● **About this task**:
Please return all of the records that follow, exactly as written.

(Material provided begins)

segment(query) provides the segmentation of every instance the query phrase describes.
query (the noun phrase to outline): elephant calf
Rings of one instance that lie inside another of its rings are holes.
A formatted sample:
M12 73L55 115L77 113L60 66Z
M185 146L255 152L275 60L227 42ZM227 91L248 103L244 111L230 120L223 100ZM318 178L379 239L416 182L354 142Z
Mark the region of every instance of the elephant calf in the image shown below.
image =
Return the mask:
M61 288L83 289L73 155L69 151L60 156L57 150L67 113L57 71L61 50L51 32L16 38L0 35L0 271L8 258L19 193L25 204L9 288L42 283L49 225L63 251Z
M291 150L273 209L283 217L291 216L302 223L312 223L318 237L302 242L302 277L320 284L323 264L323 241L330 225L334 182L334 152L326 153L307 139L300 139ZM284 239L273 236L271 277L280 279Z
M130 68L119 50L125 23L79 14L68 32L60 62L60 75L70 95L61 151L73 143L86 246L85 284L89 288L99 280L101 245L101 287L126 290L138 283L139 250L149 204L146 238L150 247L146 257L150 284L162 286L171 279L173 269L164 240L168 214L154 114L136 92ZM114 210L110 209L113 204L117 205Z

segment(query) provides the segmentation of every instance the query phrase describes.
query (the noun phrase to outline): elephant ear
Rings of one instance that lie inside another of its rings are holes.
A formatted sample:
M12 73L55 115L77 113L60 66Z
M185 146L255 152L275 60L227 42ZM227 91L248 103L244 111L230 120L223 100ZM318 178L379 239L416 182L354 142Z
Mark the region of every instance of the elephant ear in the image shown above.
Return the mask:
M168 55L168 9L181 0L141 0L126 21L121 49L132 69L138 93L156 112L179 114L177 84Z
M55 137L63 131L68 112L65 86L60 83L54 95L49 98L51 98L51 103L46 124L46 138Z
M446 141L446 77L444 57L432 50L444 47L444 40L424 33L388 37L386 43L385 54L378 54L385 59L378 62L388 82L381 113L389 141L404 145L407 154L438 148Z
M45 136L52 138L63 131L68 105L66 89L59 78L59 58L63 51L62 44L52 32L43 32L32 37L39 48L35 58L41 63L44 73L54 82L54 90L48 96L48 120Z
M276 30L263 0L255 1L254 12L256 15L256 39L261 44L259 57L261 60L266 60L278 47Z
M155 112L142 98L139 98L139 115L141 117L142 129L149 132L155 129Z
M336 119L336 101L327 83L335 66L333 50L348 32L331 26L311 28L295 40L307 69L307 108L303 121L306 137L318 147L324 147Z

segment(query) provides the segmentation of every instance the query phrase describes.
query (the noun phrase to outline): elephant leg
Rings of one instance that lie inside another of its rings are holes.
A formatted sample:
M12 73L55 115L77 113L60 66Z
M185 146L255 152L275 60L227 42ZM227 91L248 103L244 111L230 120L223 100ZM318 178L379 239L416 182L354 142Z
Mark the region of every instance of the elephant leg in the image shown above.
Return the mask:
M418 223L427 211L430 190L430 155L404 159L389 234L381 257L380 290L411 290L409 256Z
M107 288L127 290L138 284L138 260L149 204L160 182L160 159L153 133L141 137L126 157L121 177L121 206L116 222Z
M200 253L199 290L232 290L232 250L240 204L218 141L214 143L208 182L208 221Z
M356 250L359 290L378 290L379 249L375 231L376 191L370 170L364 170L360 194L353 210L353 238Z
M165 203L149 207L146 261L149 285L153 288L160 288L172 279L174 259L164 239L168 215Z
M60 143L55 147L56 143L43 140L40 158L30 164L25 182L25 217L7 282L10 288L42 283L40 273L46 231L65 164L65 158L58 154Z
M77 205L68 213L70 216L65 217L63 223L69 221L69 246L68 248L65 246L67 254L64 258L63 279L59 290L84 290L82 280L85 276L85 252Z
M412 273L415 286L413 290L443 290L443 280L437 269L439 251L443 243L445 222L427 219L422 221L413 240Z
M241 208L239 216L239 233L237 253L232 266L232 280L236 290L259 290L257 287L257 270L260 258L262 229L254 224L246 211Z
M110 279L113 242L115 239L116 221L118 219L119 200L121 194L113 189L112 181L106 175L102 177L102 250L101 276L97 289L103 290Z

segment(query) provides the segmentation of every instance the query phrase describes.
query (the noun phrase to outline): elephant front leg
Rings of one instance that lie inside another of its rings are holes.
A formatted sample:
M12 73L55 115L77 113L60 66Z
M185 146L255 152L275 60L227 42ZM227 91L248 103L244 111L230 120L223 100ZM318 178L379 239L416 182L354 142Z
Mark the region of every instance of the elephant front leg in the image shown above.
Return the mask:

(Material provided ends)

● **The answer**:
segment(query) provides the segmentation of every instance the query phrase describes.
query (the noun phrase to outline): elephant calf
Rings of one instance that lie inside another of its rings are holes.
A formatted sample:
M12 73L55 115L77 113L60 66Z
M185 146L255 152L275 60L227 42ZM227 91L248 103L244 111L230 120L223 100ZM318 178L379 239L416 182L354 142Z
Mark the region of every instance of the elephant calf in the image shown below.
image =
Return the mask:
M61 288L83 289L73 155L69 151L60 156L57 150L67 113L57 71L61 50L51 32L16 38L0 35L0 271L8 258L19 193L25 204L9 288L42 283L49 225L63 251Z
M291 150L273 209L283 217L291 216L302 223L312 223L318 237L302 242L302 277L320 284L323 264L323 241L330 225L334 182L334 152L326 153L307 139L300 139ZM284 239L273 236L271 277L280 279Z
M130 68L119 50L125 23L79 14L68 32L60 62L60 75L70 95L61 151L73 143L86 246L85 284L89 288L99 280L101 245L101 287L126 290L138 283L139 250L149 204L146 238L150 247L146 257L150 284L162 286L171 279L173 269L164 240L168 214L154 114L136 92ZM114 210L110 209L113 204L117 205Z

segment(query) provides the segmentation of every instance the query phrase describes.
query (the noun phrase to outline): elephant ear
Rings of one instance that lie inside another of its rings are holes.
A formatted sample:
M12 73L55 115L77 113L60 66Z
M185 146L255 152L275 60L227 42ZM227 91L248 103L244 111L230 120L223 100ZM318 178L379 239L416 182L354 142Z
Mark the region of every instance of the elephant ear in the image shown above.
Return the mask:
M168 55L168 9L181 0L141 0L126 21L121 49L132 69L138 93L156 112L179 114L177 84Z
M55 137L63 131L68 112L65 86L60 83L54 95L49 98L51 98L51 103L46 124L46 138Z
M446 141L446 77L444 57L432 50L444 47L444 40L424 33L388 37L386 43L385 54L378 54L385 59L378 62L388 82L381 113L389 141L404 145L407 154L438 148Z
M45 136L52 138L63 131L68 105L66 89L59 78L59 58L63 51L62 44L52 32L43 32L32 37L39 48L35 58L41 63L44 73L54 82L54 90L48 96L48 120Z
M276 30L263 0L255 1L254 12L256 15L256 39L261 44L259 57L261 60L266 60L278 47Z
M155 112L142 98L139 98L139 115L141 117L142 129L149 132L155 129Z
M336 119L336 101L327 83L335 66L333 50L348 32L331 26L311 28L295 40L307 69L307 108L303 121L306 137L318 147L324 147Z

segment(query) provides the segmentation of every instance the query phrase describes.
query (the noun phrase to outline): elephant leg
Rings of one instance that lie inside another of its rings are holes.
A formatted sample:
M12 73L55 115L77 113L60 66Z
M185 146L255 152L275 60L227 42ZM227 91L248 103L244 111L230 120L223 100ZM318 178L379 239L416 182L354 142Z
Mark the region of every instance of the elephant leg in the image shown above.
Return the mask:
M418 223L427 211L430 190L430 155L404 159L389 234L381 257L380 290L411 290L409 256Z
M107 288L127 290L138 284L138 260L149 204L160 182L160 159L153 133L141 137L126 157L121 177L121 206L116 222Z
M200 253L199 290L232 290L232 250L240 204L218 141L214 143L208 182L208 221Z
M356 250L359 290L378 290L379 249L375 231L376 191L370 170L364 170L360 194L353 210L353 238Z
M165 203L149 207L146 261L149 285L153 288L160 288L172 279L174 259L164 239L168 215Z
M60 143L55 147L56 143L43 140L40 158L30 164L25 182L25 217L7 282L10 288L42 283L40 273L46 231L65 164L65 158L58 154Z
M77 205L68 213L70 216L65 217L63 223L69 221L69 246L68 248L65 246L67 254L64 258L63 279L59 290L84 290L82 280L85 276L85 252Z
M412 273L415 286L413 290L443 290L443 280L437 269L439 251L443 243L445 222L427 219L422 221L413 240Z
M241 208L239 216L239 233L237 253L232 266L232 280L236 290L259 290L257 287L257 270L260 258L262 229L254 224L246 211Z
M110 279L113 242L115 239L116 221L118 219L119 200L121 194L113 189L112 181L106 175L102 177L102 250L101 276L97 289L103 290Z

segment(query) provides the segmentation of every instance the query phrase describes.
query (the noun phrase to outline): elephant front leg
Rings of one instance that lie inside another of its rings are holes.
A formatted sample:
M12 73L55 115L77 113L60 66Z
M185 146L255 152L275 60L227 42ZM227 91L248 103L244 111L230 120L223 100ZM318 178L379 239L416 182L354 142Z
Mark the region of every instance of the elephant front leg in the image shown above.
Return the mask:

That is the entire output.